| YOUR TASK |
Reproduce the data below with every occurrence of "one point per instance" changed to "one coordinate pair per instance" and nothing else altered. Leave the pictures out of your output.

| SUPPLIED RECORDS |
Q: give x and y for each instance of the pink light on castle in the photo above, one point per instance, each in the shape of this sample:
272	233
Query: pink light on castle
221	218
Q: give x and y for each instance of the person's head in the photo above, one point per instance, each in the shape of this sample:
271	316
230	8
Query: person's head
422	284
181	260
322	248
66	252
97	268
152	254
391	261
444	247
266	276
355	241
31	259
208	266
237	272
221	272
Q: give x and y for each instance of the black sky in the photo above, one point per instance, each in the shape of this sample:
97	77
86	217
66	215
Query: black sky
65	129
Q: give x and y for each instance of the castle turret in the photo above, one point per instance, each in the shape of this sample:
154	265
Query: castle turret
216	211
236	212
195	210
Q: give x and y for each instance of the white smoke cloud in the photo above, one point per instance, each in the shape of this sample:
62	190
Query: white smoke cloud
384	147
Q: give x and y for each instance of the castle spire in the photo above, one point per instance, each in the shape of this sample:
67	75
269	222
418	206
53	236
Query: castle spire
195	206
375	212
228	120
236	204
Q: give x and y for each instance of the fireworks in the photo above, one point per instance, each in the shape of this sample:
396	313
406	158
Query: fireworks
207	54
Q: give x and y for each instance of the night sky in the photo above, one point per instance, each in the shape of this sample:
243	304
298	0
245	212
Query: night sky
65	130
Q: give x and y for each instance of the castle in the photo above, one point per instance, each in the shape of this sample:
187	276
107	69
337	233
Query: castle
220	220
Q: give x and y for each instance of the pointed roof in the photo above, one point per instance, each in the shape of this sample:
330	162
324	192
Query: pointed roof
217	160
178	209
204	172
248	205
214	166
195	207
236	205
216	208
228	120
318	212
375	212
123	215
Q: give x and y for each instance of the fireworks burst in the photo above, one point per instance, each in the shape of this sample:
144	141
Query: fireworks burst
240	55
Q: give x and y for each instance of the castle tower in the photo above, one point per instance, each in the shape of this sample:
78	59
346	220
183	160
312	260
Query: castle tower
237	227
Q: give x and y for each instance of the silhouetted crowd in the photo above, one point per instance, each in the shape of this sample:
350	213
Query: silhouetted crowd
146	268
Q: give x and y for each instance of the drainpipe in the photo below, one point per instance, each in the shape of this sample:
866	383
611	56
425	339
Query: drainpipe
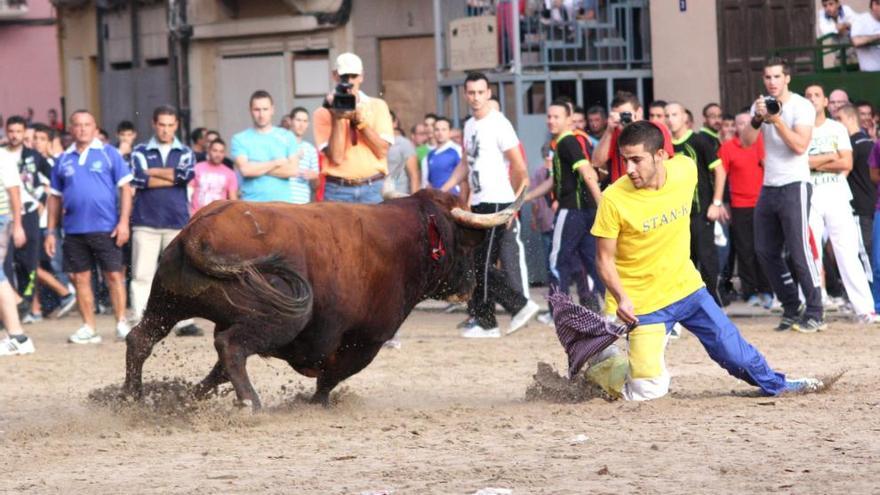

| ANSWER FOR THE TASK |
Q: give x and y for each instance of the pink light on castle in the photo above, one coordinate pair per instance, each in the shape of this sample:
272	233
Query: pink light on castle
221	218
Q: give x and y for each instance of the person's head in the photo above, one coordinate pair per instance, each in the shape of this sample:
271	316
230	8
Query: person's head
422	284
181	260
322	248
66	252
97	268
152	254
391	261
444	247
266	276
355	241
31	259
208	266
237	272
221	272
Q: give x and y for each instance of the black sky in the photo above, one coordinate pair per instance, each in the shape of this sample:
97	77
86	217
66	215
Query: black sky
65	129
Q: give x and y for each instance of the castle turret in the photo above, one coordinate pair per instance, each in the shape of this sample:
154	265
Query: castle turret
216	211
236	212
195	210
Q: give x and y for each instance of the white smoke cloud in the photo above, one coordinate pair per instance, each in the shape of this sample:
62	190
Query: white smoke cloud
384	147
Q: give x and y for each instance of the castle spire in the photo above, one coordinate pair per instance, each in the shape of this sample:
67	75
269	222
418	206
53	236
Query: castle spire
195	206
375	212
228	120
236	204
Q: give x and y for each instance of the fireworks in the photo above, one coordinate pair per instance, each in the shape of this sample:
396	313
406	158
Query: fireworks
207	54
Q: give x and y for each instance of the night sky in the photo above, one coordinate pair per instance, each in the shape of this sample:
243	304
298	0
245	212
Query: night sky
65	130
Q: give x and y for each instance of the castle in the photo above, one coordinate pair per instance, each in the shape of this sample:
187	276
107	69
337	233
Query: castle
220	220
Q: give x and y for each instance of the pointed roof in the photo above, one coordinate pair per instance, each in the shape of this sample:
330	162
324	192
Query: pointed roof
217	160
178	209
204	172
248	205
214	166
195	207
236	205
216	208
228	120
318	212
375	212
123	215
Q: give x and y for each instance of the fireworks burst in the photo above, one coordinate pair per instance, each in the shape of this sample:
144	141
Query: fireworks burst
240	55
Q: give x and y for each instance of the castle tower in the photo above, one coordinate pair per instance, each in the shape of this sample:
78	59
346	220
183	160
312	260
Query: castle tower
237	227
Q: give x and y for each instance of the silhouetted crowd in the photo above, one coordinate pair per instance, each in the shape of this sample:
350	213
Query: silhouetted crowd
146	268
Q: give x and y for each instance of the drainpipe in the photo below, one coordinate pair per instance, each in the shape of this sample:
866	383
611	56
425	339
Query: drainpipe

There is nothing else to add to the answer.